(Rows from a dataset)

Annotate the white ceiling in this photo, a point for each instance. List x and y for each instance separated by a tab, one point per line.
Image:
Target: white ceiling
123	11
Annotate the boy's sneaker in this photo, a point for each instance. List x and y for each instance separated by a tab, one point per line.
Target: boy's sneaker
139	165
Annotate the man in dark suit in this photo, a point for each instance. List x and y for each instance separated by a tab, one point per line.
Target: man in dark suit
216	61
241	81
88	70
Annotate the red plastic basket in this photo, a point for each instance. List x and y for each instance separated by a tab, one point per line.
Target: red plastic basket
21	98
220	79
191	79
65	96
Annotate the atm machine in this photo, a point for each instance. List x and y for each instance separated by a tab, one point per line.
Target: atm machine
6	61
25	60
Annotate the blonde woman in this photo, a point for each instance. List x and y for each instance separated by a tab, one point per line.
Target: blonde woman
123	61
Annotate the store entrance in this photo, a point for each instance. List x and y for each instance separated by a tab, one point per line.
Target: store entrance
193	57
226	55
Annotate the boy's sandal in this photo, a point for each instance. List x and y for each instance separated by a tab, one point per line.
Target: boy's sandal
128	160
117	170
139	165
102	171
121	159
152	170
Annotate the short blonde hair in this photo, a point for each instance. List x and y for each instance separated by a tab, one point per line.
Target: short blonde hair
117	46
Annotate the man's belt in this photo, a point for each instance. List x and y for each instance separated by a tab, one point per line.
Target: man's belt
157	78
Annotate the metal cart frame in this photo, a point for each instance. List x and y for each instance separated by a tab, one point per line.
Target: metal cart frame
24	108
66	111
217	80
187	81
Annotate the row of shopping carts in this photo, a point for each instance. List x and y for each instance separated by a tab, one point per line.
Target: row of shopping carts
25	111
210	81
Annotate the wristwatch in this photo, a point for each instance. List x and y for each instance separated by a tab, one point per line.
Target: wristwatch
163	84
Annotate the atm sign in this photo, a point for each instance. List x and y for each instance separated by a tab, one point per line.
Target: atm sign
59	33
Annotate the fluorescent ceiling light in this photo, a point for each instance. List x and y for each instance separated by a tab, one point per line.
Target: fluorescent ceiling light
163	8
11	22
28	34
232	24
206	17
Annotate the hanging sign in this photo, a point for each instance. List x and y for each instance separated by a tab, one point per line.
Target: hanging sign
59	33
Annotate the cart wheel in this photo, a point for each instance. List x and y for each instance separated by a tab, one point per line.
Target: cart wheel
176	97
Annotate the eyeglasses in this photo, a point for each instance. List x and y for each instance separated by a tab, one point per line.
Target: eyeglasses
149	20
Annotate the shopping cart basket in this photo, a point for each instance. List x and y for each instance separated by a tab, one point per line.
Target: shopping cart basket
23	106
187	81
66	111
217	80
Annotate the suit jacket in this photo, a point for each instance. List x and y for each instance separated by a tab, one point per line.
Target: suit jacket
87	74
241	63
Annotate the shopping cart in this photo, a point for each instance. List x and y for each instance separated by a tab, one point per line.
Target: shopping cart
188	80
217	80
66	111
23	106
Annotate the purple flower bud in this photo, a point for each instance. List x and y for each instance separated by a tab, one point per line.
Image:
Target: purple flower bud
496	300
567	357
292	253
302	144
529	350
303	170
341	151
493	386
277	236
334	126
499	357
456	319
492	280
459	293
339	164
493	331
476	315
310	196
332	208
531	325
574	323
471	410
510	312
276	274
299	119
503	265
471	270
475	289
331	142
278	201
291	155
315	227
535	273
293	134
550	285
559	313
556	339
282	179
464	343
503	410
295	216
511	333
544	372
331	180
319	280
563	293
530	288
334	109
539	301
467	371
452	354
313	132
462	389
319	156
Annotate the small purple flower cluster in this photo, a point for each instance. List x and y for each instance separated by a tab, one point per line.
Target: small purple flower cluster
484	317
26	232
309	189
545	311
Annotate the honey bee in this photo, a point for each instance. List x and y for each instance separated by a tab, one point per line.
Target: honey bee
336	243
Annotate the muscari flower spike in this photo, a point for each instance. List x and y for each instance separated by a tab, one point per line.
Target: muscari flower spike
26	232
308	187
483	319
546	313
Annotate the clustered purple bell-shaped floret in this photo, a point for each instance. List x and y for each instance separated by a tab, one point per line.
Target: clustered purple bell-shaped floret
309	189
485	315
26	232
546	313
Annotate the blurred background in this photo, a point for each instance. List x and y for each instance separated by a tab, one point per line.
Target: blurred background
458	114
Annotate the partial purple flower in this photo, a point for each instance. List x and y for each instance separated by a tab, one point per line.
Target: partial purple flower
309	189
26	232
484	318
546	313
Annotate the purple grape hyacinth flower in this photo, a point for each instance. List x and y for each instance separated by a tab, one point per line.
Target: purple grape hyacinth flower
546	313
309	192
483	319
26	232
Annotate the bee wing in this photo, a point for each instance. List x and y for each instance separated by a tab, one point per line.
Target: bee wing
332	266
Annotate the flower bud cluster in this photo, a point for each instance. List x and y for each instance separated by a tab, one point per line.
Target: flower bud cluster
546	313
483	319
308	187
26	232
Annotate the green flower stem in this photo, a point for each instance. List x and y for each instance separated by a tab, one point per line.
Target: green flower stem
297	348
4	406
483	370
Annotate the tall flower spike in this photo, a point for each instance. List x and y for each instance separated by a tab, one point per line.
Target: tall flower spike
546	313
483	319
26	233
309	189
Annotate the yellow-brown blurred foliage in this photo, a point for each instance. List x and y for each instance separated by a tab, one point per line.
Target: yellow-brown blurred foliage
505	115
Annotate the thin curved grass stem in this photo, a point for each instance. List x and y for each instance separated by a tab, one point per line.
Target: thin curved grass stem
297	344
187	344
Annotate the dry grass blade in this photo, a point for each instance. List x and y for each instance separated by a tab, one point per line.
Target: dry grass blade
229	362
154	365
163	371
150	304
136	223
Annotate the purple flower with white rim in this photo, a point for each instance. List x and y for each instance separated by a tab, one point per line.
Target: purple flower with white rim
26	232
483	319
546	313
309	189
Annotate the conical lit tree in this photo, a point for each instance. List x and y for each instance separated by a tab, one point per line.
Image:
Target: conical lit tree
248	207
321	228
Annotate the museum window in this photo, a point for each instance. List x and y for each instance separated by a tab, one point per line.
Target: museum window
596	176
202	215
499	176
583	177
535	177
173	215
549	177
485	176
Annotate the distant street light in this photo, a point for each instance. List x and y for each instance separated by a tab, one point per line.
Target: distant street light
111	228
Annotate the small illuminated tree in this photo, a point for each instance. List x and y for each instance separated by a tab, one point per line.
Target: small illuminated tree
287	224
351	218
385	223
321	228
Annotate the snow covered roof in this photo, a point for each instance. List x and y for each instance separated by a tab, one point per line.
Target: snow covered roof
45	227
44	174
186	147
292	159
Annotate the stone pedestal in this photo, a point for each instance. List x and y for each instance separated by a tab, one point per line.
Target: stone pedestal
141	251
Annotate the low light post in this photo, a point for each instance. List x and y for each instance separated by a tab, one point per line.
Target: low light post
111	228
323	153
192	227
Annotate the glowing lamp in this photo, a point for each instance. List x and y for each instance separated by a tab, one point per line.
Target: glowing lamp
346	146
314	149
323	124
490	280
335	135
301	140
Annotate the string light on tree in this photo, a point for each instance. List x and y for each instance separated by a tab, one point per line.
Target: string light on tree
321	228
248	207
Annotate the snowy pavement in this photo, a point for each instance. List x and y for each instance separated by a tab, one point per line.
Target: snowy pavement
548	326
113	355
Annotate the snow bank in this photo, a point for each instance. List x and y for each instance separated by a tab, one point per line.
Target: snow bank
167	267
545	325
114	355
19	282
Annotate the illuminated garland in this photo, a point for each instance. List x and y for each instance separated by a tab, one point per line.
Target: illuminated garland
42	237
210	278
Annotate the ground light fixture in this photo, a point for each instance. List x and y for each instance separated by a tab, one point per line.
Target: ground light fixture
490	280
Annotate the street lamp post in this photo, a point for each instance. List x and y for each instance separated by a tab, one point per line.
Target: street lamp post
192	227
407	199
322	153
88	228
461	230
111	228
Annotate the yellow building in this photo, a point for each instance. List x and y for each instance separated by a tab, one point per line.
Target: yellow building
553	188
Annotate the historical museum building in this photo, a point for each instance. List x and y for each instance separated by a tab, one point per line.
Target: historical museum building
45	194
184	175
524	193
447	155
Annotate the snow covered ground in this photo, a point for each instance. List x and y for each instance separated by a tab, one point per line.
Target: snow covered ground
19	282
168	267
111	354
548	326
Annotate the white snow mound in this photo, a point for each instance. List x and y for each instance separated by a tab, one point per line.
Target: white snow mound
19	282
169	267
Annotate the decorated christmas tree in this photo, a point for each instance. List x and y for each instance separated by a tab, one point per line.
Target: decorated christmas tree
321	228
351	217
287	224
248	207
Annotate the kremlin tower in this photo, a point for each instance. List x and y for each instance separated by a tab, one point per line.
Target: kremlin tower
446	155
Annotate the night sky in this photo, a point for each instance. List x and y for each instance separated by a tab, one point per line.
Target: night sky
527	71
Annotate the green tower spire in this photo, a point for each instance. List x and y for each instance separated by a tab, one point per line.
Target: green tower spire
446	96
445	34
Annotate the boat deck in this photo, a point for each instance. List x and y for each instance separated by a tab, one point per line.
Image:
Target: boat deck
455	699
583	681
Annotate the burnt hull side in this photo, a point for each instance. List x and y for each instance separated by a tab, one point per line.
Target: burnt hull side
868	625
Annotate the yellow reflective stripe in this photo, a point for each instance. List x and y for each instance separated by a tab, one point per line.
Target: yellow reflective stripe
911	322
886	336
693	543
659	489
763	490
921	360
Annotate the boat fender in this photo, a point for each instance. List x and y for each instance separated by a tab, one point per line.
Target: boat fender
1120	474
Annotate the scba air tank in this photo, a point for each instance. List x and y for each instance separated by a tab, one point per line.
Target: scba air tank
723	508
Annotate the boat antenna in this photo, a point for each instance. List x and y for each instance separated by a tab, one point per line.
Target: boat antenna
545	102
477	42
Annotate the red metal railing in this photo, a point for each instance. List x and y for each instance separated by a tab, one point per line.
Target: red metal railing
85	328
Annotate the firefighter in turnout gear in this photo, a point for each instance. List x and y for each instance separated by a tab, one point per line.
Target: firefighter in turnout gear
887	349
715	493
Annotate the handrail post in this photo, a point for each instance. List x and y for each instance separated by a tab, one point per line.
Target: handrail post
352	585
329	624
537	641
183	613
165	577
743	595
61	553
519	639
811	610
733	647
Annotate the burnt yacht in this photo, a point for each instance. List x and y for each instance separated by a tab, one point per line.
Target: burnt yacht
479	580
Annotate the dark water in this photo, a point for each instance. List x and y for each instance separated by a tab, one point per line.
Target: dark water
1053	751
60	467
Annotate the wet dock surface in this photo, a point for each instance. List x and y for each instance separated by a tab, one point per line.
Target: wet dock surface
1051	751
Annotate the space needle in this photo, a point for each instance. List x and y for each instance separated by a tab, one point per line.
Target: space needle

● Prompt: From the line holding "Annotate the burnt yacht" through the last line above, reproduce each line exactly and add nothing.

● Exercise response:
Annotate the burnt yacht in this photo, a point for each instance. List x and y for each instance separated by a tab, one point per line.
Target: burnt yacht
479	580
Annotate the dark water in this photo, a point for each instance. List x and y for each instance separated by a tab, one point per line.
Target: dark water
1053	751
60	467
Annotate the wet dock surface in this photo, a point for each instance. List x and y for each instance separated by a tab, one point per line.
Target: wet dock surface
1051	751
Annotate the space needle in this photo, a point for each instance. List x and y for each instance separated by a tab, one point per line.
Target: space needle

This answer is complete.